- **Set problem**
Rewrite the lines below as a JSON list of strings, one string per line, skipping blank lines and leaving out the pictures.

- **Data shown**
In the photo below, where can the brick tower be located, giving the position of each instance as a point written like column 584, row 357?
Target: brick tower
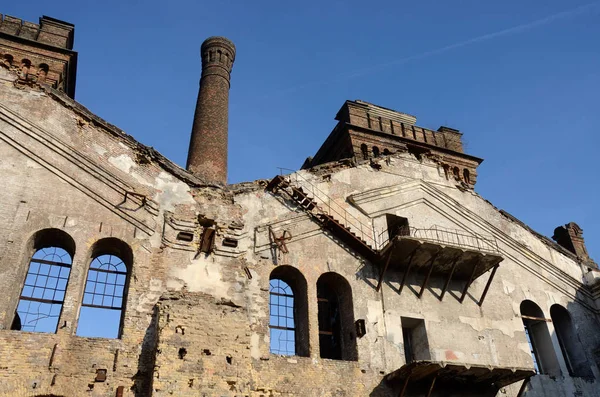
column 39, row 53
column 207, row 156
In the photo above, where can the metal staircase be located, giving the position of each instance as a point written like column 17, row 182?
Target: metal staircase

- **Correct response**
[
  "In the photo below, where can the brick tower be located, giving the position of each instance as a point written like column 584, row 357?",
  "Target: brick tower",
  "column 39, row 53",
  "column 207, row 156",
  "In the photo above, where can the metal staircase be located, giving the position of each instance as a point written like column 17, row 182?",
  "Target: metal staircase"
]